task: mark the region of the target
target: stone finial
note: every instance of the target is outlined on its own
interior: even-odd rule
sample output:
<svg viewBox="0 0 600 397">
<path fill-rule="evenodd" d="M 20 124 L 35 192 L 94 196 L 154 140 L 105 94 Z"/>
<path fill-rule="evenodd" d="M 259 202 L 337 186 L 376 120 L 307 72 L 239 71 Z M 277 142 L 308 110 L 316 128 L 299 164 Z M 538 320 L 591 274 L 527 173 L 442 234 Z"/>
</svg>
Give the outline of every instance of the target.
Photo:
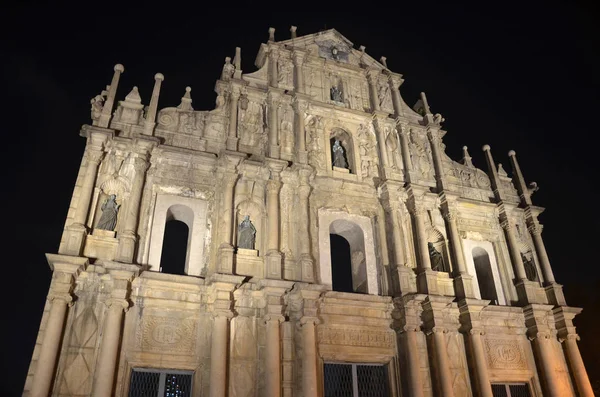
<svg viewBox="0 0 600 397">
<path fill-rule="evenodd" d="M 364 45 L 361 45 L 360 47 L 358 47 L 358 49 L 360 50 L 360 52 L 365 52 L 367 47 L 365 47 Z"/>
<path fill-rule="evenodd" d="M 225 57 L 225 64 L 223 65 L 223 71 L 221 72 L 221 80 L 231 80 L 235 67 L 231 64 L 231 57 Z"/>
<path fill-rule="evenodd" d="M 429 103 L 427 103 L 427 97 L 425 96 L 424 92 L 421 93 L 421 101 L 423 102 L 423 109 L 425 111 L 425 114 L 431 114 L 431 110 L 429 109 Z"/>
<path fill-rule="evenodd" d="M 293 26 L 290 28 L 290 33 L 292 35 L 292 39 L 296 38 L 296 29 L 298 29 L 296 26 Z"/>
<path fill-rule="evenodd" d="M 513 157 L 513 156 L 516 156 L 516 155 L 517 155 L 517 152 L 515 152 L 514 150 L 510 150 L 508 152 L 508 157 Z"/>
<path fill-rule="evenodd" d="M 115 72 L 121 72 L 123 73 L 125 71 L 125 67 L 123 65 L 121 65 L 120 63 L 117 63 L 114 67 Z"/>
<path fill-rule="evenodd" d="M 125 102 L 142 103 L 142 98 L 140 97 L 140 92 L 138 91 L 137 86 L 134 86 L 131 92 L 127 94 L 125 97 Z"/>
<path fill-rule="evenodd" d="M 148 105 L 148 111 L 146 112 L 146 120 L 144 123 L 144 134 L 152 135 L 156 120 L 156 110 L 158 108 L 158 97 L 160 95 L 160 85 L 165 79 L 162 73 L 156 73 L 154 75 L 154 89 L 152 90 L 152 97 L 150 98 L 150 105 Z"/>
<path fill-rule="evenodd" d="M 165 79 L 165 76 L 162 73 L 156 73 L 154 75 L 154 80 L 160 80 L 163 81 Z"/>
<path fill-rule="evenodd" d="M 192 96 L 190 95 L 192 92 L 191 87 L 185 87 L 185 94 L 181 97 L 181 103 L 177 106 L 177 109 L 192 111 L 194 108 L 192 107 Z"/>
<path fill-rule="evenodd" d="M 107 87 L 106 100 L 102 101 L 102 105 L 97 105 L 97 118 L 94 120 L 100 127 L 107 128 L 110 124 L 110 118 L 112 116 L 112 108 L 115 102 L 115 96 L 117 94 L 117 86 L 119 84 L 119 78 L 121 73 L 125 71 L 125 68 L 120 63 L 117 63 L 114 67 L 115 73 L 113 74 L 112 81 L 110 85 Z M 92 104 L 94 105 L 94 104 Z M 94 115 L 92 116 L 94 118 Z"/>
<path fill-rule="evenodd" d="M 490 150 L 492 150 L 492 148 L 490 147 L 490 145 L 483 145 L 481 150 L 483 150 L 484 152 L 489 152 Z"/>
<path fill-rule="evenodd" d="M 381 64 L 387 69 L 387 58 L 386 57 L 381 57 L 379 58 L 379 60 L 381 61 Z"/>
<path fill-rule="evenodd" d="M 269 41 L 275 41 L 275 28 L 269 28 Z"/>
<path fill-rule="evenodd" d="M 504 177 L 508 176 L 508 173 L 506 172 L 506 170 L 504 170 L 504 167 L 502 167 L 502 163 L 498 163 L 498 175 Z"/>
<path fill-rule="evenodd" d="M 242 49 L 235 47 L 235 56 L 233 57 L 233 66 L 235 66 L 235 72 L 233 77 L 236 79 L 242 78 Z"/>
<path fill-rule="evenodd" d="M 463 146 L 462 150 L 463 150 L 463 158 L 462 158 L 463 165 L 466 165 L 469 168 L 475 168 L 475 166 L 473 166 L 473 162 L 471 161 L 472 157 L 469 156 L 468 148 L 466 146 Z"/>
</svg>

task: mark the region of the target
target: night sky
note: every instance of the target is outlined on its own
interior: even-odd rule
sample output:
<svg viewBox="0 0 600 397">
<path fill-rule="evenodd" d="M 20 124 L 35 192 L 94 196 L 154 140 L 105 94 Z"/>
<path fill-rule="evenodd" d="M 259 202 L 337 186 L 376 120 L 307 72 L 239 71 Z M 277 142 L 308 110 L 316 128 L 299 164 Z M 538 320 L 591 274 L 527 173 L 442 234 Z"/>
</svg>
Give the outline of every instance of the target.
<svg viewBox="0 0 600 397">
<path fill-rule="evenodd" d="M 89 100 L 110 83 L 114 64 L 125 66 L 117 100 L 137 85 L 148 104 L 161 72 L 159 108 L 178 105 L 189 85 L 194 108 L 208 110 L 224 58 L 239 46 L 242 69 L 252 72 L 268 28 L 283 40 L 290 25 L 299 36 L 335 28 L 375 59 L 386 56 L 404 75 L 404 100 L 412 105 L 424 91 L 445 117 L 444 143 L 455 160 L 467 145 L 487 170 L 481 147 L 489 144 L 510 173 L 507 153 L 517 152 L 526 180 L 540 187 L 534 204 L 547 208 L 540 221 L 556 279 L 567 302 L 584 308 L 576 319 L 580 347 L 600 384 L 600 25 L 591 2 L 361 2 L 301 14 L 295 10 L 312 6 L 294 1 L 283 11 L 281 2 L 272 7 L 279 13 L 265 14 L 229 2 L 219 11 L 202 2 L 84 3 L 94 9 L 21 2 L 0 10 L 0 395 L 21 394 L 51 276 L 44 253 L 57 252 L 85 145 L 79 129 L 90 123 Z"/>
</svg>

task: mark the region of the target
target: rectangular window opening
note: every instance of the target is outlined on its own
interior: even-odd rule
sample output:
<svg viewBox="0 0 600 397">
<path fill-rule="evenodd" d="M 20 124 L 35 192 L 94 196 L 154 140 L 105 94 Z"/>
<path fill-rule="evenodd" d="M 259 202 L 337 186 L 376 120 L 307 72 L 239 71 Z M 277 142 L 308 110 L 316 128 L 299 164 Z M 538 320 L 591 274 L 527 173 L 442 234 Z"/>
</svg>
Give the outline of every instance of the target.
<svg viewBox="0 0 600 397">
<path fill-rule="evenodd" d="M 389 375 L 383 364 L 325 363 L 325 397 L 389 397 Z"/>
<path fill-rule="evenodd" d="M 134 368 L 129 397 L 191 397 L 192 371 Z"/>
<path fill-rule="evenodd" d="M 531 397 L 527 383 L 492 383 L 494 397 Z"/>
</svg>

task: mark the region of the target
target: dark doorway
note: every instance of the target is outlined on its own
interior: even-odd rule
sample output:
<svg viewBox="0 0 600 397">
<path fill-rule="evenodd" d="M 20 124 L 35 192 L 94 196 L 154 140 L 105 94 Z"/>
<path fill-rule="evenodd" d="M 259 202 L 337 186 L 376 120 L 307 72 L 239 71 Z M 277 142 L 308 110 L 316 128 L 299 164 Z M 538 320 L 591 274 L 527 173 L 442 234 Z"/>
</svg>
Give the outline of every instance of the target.
<svg viewBox="0 0 600 397">
<path fill-rule="evenodd" d="M 490 300 L 492 305 L 497 305 L 498 295 L 496 294 L 492 265 L 487 251 L 479 247 L 473 248 L 473 262 L 475 262 L 475 273 L 477 273 L 481 299 Z"/>
<path fill-rule="evenodd" d="M 352 264 L 350 244 L 337 234 L 330 234 L 331 243 L 331 281 L 333 290 L 339 292 L 354 292 L 352 288 Z"/>
<path fill-rule="evenodd" d="M 189 228 L 185 223 L 174 219 L 167 221 L 160 256 L 161 272 L 185 274 L 188 235 Z"/>
</svg>

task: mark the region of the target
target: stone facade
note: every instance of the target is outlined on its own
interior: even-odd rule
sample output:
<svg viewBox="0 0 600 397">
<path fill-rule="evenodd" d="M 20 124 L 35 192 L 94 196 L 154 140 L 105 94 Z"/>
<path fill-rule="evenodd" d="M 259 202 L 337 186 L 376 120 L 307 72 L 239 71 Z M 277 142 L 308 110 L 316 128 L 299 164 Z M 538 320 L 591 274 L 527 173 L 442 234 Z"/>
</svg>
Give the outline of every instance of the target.
<svg viewBox="0 0 600 397">
<path fill-rule="evenodd" d="M 592 396 L 514 152 L 445 153 L 424 94 L 331 29 L 241 50 L 196 111 L 157 109 L 122 65 L 92 100 L 26 396 L 127 396 L 134 369 L 189 371 L 194 396 L 324 395 L 331 363 L 386 368 L 390 396 Z M 115 110 L 116 108 L 116 110 Z M 347 167 L 334 166 L 338 141 Z M 115 195 L 116 226 L 96 225 Z M 238 247 L 248 216 L 253 247 Z M 185 275 L 163 271 L 167 221 Z M 354 293 L 333 290 L 330 235 Z M 358 382 L 358 381 L 357 381 Z"/>
</svg>

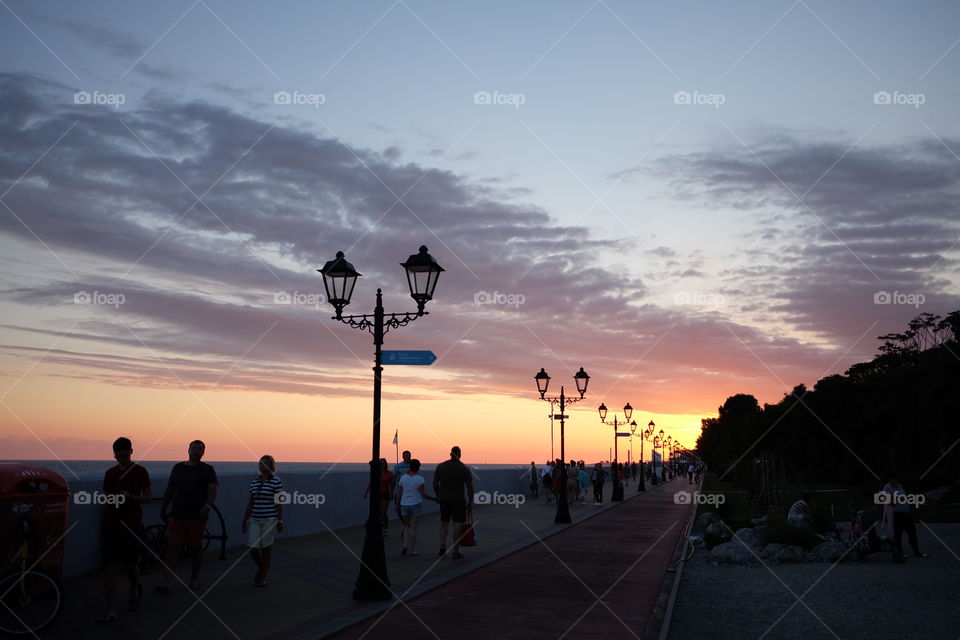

--- What is expected ---
Whenever the word "stone" shows up in a line of the entries, copy that line.

--- Response to the task ---
target: stone finial
target: stone facade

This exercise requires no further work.